Chances are what you saw was one of the newer metal halide fixtures.
Other HID types:
Mercury vapour (MB): White, but with a distinct blue or blue-green tint. Different phosphors used on the bulbs means the colour does vary significantly, but it's still blueish generally. Very poor CRI though, and extremely high colour temperature.
High Pressure sodium (SON): Can be seen in fixtures simiar to those you've illustrated, but they have a distinct golden yellow colour to them. Efficiency's significantly higher than MB lamps.
Relatively recently, true white high pressure sodium lamps (WhiteSON - I *think* with the SDW prefix - that I am unsure of though, it could be a prefix excusive to Philips), the light from these is virtually indistinguisable from incandescent. These tend to be lower wattage lamps (<200W), and I have seen them in similar fixtures in our local supermarket.

• [MATERIAL SHOWN]

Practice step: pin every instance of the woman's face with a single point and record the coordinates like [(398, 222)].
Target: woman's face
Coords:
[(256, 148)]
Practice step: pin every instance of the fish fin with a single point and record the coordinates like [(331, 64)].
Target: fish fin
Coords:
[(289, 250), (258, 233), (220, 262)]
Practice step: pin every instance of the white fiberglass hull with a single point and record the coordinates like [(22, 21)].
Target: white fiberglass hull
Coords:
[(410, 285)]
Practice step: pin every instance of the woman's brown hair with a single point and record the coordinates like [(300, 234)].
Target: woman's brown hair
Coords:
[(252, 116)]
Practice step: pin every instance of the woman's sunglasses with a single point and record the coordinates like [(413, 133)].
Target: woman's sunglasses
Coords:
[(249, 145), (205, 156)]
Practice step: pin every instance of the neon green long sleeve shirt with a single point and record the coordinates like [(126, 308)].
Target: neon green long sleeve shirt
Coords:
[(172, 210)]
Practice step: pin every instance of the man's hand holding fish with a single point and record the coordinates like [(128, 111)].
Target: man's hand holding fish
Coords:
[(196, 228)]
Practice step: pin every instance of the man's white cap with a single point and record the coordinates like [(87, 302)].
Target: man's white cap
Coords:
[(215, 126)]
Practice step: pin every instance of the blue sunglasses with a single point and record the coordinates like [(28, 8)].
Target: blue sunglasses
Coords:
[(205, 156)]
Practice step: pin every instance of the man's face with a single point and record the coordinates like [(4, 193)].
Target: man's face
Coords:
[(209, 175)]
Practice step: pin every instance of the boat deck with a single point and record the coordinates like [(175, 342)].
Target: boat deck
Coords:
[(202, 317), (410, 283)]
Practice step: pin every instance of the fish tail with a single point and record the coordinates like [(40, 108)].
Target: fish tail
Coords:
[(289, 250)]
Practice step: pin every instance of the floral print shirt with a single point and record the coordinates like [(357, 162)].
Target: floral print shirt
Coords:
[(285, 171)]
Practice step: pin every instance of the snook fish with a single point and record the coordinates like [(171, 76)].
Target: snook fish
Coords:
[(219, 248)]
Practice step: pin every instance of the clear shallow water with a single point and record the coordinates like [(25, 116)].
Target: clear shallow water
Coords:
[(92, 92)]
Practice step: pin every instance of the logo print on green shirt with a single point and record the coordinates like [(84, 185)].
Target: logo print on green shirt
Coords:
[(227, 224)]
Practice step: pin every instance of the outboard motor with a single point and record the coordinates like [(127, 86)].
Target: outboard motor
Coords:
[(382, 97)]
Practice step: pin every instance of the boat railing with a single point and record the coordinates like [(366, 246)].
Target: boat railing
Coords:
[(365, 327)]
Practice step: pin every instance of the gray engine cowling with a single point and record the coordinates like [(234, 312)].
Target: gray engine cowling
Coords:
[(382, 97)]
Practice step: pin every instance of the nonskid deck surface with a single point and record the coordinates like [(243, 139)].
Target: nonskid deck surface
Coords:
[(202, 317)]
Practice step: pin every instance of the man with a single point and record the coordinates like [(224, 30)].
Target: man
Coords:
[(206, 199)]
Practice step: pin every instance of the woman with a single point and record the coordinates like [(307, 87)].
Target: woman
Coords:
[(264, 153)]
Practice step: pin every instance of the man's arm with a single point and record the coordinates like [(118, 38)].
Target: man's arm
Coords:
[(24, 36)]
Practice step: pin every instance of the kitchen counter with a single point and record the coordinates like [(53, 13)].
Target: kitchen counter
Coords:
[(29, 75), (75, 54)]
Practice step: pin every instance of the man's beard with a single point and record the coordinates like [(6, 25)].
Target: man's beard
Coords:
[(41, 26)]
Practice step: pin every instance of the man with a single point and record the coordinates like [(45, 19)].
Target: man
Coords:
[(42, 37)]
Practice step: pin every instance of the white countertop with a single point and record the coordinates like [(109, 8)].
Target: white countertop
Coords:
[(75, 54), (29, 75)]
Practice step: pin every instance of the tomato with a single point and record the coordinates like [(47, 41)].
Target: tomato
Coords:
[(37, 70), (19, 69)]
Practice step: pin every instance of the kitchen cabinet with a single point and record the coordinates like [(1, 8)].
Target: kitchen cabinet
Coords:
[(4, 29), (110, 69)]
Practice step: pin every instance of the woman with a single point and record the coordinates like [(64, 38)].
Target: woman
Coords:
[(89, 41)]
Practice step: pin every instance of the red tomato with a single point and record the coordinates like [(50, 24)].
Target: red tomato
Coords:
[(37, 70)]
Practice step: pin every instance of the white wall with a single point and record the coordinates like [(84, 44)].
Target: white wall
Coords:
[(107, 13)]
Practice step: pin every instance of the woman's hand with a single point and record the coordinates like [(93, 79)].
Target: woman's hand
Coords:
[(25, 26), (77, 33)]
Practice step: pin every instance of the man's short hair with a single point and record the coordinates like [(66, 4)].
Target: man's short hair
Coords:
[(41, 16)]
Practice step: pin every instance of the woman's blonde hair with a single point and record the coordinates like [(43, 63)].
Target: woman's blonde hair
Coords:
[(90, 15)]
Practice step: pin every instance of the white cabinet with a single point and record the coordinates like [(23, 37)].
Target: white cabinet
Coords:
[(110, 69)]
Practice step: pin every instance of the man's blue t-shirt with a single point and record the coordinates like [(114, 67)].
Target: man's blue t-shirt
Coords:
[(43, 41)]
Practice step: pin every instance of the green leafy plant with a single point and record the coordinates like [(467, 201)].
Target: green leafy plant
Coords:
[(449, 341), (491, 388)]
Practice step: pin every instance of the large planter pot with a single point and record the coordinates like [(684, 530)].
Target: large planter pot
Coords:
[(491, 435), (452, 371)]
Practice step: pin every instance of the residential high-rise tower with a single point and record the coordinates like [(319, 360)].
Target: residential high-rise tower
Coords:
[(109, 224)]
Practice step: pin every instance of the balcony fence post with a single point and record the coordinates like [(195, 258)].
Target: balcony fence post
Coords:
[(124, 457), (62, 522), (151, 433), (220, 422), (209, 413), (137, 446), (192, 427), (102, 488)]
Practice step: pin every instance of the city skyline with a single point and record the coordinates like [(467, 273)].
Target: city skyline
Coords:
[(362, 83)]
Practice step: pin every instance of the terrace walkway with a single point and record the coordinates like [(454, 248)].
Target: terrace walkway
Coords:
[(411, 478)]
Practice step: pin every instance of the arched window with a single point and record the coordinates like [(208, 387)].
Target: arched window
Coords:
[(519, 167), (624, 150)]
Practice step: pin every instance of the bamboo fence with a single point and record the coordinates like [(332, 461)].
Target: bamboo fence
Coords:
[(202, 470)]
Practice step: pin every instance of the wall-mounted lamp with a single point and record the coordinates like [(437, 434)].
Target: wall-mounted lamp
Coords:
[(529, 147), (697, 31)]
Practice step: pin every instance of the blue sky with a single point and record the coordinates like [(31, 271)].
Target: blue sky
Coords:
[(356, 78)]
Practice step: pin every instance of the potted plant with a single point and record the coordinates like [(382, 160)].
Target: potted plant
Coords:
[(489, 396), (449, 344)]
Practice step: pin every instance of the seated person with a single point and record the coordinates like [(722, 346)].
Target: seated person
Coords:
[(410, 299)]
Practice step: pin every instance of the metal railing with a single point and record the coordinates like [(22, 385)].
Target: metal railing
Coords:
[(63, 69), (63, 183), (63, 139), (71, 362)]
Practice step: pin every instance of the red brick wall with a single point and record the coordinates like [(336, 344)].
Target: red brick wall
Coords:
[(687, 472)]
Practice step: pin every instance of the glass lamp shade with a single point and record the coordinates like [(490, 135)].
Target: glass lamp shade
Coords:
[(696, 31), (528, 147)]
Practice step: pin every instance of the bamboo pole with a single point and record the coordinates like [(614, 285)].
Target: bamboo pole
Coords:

• [DESCRIPTION OF THE TASK] In the text on discharge lamps, how would you put this sentence into Spanish: "Chances are what you saw was one of the newer metal halide fixtures."

• [EXERCISE ANSWER] Lo más probable es que lo que viste fuera una de las luminarias de halogenuros metálicos más recientes.